Stored records:
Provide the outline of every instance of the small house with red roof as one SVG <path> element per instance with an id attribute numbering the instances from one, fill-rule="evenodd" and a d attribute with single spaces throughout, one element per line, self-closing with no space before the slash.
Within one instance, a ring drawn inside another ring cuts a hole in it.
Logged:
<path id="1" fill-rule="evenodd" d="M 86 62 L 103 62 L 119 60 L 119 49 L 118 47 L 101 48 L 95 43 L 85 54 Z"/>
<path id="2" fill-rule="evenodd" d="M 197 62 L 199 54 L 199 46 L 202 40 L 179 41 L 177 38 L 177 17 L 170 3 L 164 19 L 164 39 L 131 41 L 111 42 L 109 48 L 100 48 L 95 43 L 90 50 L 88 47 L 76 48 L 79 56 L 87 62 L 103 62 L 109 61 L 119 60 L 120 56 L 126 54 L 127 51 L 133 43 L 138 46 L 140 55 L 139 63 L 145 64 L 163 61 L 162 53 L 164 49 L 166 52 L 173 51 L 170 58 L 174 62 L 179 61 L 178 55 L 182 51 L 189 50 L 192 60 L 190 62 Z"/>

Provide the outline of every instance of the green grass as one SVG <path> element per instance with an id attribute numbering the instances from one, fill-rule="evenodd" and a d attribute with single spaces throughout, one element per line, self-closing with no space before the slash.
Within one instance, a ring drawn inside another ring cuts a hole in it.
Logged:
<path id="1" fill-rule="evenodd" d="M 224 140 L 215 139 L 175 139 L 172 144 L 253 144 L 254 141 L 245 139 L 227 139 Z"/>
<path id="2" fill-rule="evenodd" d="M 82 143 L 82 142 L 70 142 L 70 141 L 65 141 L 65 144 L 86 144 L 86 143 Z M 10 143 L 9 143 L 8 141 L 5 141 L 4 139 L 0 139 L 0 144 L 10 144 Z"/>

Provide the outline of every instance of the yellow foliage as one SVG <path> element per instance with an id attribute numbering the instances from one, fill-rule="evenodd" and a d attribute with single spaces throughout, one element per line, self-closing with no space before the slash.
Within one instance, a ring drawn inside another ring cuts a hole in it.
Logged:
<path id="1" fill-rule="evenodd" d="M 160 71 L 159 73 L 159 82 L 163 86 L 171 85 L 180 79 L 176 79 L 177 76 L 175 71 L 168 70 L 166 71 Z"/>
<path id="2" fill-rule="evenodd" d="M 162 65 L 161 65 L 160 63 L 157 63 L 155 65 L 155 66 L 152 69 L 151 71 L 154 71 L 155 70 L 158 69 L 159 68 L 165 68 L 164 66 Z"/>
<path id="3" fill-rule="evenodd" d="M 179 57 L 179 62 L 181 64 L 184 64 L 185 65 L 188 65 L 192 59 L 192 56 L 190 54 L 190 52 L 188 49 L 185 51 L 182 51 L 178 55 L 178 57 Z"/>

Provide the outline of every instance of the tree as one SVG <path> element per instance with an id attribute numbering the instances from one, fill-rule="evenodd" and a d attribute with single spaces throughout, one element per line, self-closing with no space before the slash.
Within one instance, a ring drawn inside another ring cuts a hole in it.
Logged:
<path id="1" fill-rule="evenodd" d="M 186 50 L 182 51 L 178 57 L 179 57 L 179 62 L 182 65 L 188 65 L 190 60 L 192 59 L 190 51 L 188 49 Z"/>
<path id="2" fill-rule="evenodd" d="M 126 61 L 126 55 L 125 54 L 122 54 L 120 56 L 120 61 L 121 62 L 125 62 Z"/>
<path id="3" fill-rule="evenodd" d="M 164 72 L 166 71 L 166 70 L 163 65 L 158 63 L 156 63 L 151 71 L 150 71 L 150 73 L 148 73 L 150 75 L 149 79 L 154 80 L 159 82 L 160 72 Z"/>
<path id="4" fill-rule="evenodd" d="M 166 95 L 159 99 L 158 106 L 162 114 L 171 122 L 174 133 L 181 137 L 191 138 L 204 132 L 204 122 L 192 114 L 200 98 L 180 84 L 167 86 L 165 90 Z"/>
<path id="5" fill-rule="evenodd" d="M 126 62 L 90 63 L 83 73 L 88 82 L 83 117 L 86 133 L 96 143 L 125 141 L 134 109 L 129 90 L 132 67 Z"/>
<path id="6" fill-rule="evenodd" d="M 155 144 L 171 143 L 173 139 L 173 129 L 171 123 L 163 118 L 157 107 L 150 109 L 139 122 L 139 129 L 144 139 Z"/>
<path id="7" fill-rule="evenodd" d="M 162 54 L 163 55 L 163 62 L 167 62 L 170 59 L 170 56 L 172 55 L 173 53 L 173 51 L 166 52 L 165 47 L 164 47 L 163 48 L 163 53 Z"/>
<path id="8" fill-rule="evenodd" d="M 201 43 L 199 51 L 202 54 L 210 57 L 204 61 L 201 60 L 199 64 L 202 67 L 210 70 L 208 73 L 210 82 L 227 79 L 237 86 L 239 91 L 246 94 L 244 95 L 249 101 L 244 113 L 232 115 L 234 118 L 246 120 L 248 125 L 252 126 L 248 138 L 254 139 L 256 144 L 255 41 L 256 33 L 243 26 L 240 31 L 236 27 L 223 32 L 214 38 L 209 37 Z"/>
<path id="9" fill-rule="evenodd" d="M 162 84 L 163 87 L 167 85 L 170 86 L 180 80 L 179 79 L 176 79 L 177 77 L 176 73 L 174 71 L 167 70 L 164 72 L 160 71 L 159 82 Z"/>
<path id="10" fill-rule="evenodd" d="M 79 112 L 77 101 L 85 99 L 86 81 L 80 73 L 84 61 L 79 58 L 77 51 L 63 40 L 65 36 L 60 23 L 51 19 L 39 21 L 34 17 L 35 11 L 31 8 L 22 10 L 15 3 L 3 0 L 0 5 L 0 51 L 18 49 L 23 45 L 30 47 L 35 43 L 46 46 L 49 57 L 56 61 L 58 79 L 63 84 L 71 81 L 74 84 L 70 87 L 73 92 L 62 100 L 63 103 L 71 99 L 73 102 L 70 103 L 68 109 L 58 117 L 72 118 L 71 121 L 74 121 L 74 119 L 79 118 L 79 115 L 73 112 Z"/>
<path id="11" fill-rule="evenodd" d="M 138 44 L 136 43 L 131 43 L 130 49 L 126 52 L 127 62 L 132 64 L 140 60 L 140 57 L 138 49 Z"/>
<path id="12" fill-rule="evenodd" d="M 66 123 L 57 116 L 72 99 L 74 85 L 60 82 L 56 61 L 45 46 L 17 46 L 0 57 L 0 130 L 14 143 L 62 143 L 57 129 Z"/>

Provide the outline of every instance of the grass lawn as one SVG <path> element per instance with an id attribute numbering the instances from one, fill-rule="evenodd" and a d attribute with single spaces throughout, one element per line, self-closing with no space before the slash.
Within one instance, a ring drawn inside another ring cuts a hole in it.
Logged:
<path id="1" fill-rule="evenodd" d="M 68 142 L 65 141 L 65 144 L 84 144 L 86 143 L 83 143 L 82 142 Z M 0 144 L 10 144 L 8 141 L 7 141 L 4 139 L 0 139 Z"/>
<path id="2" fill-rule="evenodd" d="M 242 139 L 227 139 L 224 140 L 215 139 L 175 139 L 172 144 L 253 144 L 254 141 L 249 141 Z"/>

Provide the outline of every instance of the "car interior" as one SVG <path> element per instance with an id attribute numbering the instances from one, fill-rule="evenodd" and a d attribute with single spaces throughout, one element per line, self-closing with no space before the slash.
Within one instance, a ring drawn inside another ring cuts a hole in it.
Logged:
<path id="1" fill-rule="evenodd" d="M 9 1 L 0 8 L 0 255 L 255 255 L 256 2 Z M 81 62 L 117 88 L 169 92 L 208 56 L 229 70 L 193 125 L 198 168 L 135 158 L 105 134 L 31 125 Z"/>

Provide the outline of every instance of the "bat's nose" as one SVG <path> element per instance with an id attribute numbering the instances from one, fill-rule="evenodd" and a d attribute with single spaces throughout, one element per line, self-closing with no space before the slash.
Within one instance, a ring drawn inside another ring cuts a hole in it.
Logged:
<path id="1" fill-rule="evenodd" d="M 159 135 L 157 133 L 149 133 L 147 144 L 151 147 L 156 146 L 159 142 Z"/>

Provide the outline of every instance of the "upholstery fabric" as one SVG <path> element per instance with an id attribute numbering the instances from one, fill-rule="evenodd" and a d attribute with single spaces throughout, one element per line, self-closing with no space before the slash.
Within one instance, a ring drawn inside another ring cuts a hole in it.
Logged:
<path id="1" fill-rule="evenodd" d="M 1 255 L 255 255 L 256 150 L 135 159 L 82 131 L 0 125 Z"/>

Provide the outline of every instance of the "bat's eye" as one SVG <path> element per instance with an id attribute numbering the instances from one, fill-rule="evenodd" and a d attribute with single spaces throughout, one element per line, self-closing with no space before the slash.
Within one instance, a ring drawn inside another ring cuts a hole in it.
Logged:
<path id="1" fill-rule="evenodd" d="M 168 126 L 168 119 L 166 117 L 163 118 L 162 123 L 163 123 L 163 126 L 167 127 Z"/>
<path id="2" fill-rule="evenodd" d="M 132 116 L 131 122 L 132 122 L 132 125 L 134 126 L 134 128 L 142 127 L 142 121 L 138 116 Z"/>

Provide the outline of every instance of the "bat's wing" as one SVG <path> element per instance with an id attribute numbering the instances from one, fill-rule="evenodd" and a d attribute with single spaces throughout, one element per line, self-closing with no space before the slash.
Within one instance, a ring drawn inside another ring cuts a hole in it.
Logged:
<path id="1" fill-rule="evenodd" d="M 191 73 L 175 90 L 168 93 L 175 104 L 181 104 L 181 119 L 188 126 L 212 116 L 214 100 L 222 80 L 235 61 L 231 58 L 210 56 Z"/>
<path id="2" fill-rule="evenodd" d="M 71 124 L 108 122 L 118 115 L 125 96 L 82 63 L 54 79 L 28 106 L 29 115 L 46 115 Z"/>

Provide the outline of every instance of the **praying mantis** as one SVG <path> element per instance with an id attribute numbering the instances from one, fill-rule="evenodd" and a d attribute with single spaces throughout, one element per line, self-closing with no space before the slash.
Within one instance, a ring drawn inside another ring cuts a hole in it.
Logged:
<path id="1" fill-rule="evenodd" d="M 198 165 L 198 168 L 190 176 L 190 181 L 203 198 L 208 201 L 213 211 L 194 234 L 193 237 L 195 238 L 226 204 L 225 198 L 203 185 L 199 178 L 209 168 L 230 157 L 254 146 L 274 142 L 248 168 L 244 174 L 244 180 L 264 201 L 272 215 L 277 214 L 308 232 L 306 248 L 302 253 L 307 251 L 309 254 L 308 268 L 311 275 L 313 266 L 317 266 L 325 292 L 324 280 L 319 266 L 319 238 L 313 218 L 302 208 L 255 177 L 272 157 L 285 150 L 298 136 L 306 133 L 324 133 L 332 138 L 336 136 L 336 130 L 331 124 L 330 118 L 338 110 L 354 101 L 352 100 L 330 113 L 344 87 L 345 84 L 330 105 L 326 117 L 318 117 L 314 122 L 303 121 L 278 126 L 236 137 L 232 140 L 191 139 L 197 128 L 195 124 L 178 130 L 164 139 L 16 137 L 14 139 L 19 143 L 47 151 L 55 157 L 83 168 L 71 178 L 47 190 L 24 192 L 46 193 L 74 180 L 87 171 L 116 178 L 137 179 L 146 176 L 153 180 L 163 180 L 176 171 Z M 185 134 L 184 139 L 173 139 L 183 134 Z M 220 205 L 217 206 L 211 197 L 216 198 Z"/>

◆ Work to complete:
Write out the listing again, starting at its first line and ending at the line that contains "82 143 L 82". Swap "green grass" for "wild grass" and leave everything else unchanged.

◆ Solution to this problem:
Provide the outline of every instance of the small house with red roof as one SVG <path> element per instance with an id attribute numbering the instances from one, fill-rule="evenodd" and a d attribute with single spaces throughout, one element per line, self-closing with no space before the slash.
Within one instance, a ring drawn inside another ring cuts a hole in it.
Logged:
<path id="1" fill-rule="evenodd" d="M 86 62 L 103 62 L 119 60 L 119 49 L 118 47 L 101 48 L 95 43 L 85 54 Z"/>
<path id="2" fill-rule="evenodd" d="M 197 62 L 199 54 L 199 46 L 202 40 L 179 41 L 177 38 L 177 17 L 170 3 L 164 19 L 164 39 L 131 41 L 111 42 L 109 48 L 100 48 L 95 43 L 90 50 L 88 47 L 76 48 L 79 56 L 87 62 L 103 62 L 109 61 L 119 60 L 120 56 L 126 54 L 127 51 L 133 43 L 138 46 L 140 55 L 139 63 L 145 64 L 163 61 L 162 53 L 164 49 L 166 52 L 173 51 L 170 58 L 174 62 L 179 61 L 178 55 L 182 51 L 189 50 L 192 60 L 190 62 Z"/>

Provide the outline of every instance of the wild grass as one SVG <path> element per instance with an id attribute numbering the instances from one, fill-rule="evenodd" and a d attribute with single spaces throughout, one element per line, self-closing with no space before the slash.
Within one instance, a ring drawn inside another ring cuts a hole in it.
Logged:
<path id="1" fill-rule="evenodd" d="M 224 140 L 215 139 L 175 139 L 172 144 L 253 144 L 254 141 L 245 139 L 227 139 Z"/>
<path id="2" fill-rule="evenodd" d="M 82 143 L 82 142 L 70 142 L 70 141 L 65 141 L 65 144 L 86 144 L 86 143 Z M 10 143 L 9 143 L 8 141 L 5 141 L 4 139 L 0 139 L 0 144 L 10 144 Z"/>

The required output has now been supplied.